Text section:
————
I just finished listening to the audiobook of Haruki
Murakami’s After Dark, a novel that
takes place in the space of only seven hours in Tokyo. The plot follows four
main characters and several minor characters from midnight to dawn of one day in
the grungy downtown entertainment district. I didn’t like the novel as much as
Murakami’s stellar The Wind-Up Bird
Chronicle, Norwegian Wood, or his short stories in The Elephant Vanishes, but After
Dark does have a couple of classic Murakami scenes where he is at his best,
and those scenes alone make the novel worthwhile.
Haruki Murakami with jazz records |
Murakami is a master at creating a situation where two
characters encounter one another by chance and start talking deeply, and
suddenly their hearts and thoughts spring open up in a way that is
extraordinary and reveals surprising truths.
I love Murakami's writing, so I
was quite surprised when I heard him taken to task at an international
symposium on literature I attended a few years ago. At the Third Seoul
International Forum for Literature in 2011, eminent Korean scholar Yu Jong-ho,
professor emeritus at Yonsei University, criticized Murakami at a session where
I also spoke on “The Globalizing World and the Human Community.” Though his
criticisms of Murakami didn’t focus on the globalization of literature per se,
Professor Yu’s comments appeared to me to be prompted in part by the
Westernized cultural references in Murakami’s fiction.
————
What you should do:
Carry on the Murakami piece from its last sentence, writing the next stretch in the same voice. The items after this point are taken from a separate source.
————
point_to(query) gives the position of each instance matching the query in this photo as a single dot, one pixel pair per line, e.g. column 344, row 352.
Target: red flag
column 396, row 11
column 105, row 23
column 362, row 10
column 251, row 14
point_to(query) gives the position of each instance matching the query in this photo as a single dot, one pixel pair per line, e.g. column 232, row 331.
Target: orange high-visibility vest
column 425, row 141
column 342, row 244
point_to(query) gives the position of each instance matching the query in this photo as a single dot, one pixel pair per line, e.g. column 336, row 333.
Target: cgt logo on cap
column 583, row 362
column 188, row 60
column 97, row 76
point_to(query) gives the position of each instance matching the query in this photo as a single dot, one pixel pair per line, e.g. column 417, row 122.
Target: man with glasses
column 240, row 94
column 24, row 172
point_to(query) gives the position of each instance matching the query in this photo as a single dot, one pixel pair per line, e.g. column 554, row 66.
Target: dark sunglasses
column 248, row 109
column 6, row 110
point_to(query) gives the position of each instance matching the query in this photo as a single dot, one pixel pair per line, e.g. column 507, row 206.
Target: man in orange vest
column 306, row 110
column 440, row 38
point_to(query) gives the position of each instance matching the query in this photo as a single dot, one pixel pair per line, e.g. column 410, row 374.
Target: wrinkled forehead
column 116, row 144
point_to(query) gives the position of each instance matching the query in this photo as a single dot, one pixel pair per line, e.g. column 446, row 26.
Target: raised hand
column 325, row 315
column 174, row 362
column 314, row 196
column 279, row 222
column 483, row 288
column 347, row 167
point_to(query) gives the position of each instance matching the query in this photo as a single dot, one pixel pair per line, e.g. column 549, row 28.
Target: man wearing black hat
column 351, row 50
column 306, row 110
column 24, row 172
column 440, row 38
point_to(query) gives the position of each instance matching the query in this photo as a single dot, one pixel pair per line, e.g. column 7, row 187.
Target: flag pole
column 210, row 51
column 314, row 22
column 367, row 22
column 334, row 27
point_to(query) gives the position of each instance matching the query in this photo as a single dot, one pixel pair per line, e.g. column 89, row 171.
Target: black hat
————
Answer for the task:
After Dark is a
prime example. Though the novel takes place in Tokyo, it begins in a Denny’s
Restaurant. There are numerous discussions of music in the book, partly because
one of the main characters, Takahashi Tetsyta, is an aspiring jazz trombonist.
Almost all the music referred to in Murakami’s novel is from the U.S.A. or the
U.K. All the food the characters eat is Western, from chicken salad (there are
some hilarious bits about Denny’s chicken salad!) to tuna sandwiches to a
fluffy omelet (which, like the love that develops between the two protagonists,
is never actually indulged in).
One of the only things in the novel that is distinctively
Japanese is a love hotel, not exactly what you’d call classic East Asian
culture. Even the love hotel is named for a Jean-Luc Godard movie, Alphaville (sometimes After Dark seems to take place in the
futuristic world of Godard’s Alphaville).
So, is this a problem that Murakami’s characters seem to
move in a world where Japanese culture, so rich and venerable, no longer seems
to exist? The references that Murakami’s characters make
to vintage jazz tunes, which he knows extremely well (he once ran a jazz club
in Tokyo), are fascinating to me, and they make his characters appealing and
endearing, from my standpoint. I’m a huge jazz fan myself. I would never want Murakami to
feature Japanese culture in a way that would Orientalize or exoticize his own
country. Nor would I want to see Murakami respond in an extremely nationalistic
and negative way to Westernization, in the manner of Yukio Mishima, for
instance, perhaps the other best known Japanese novelist of the last three
generations.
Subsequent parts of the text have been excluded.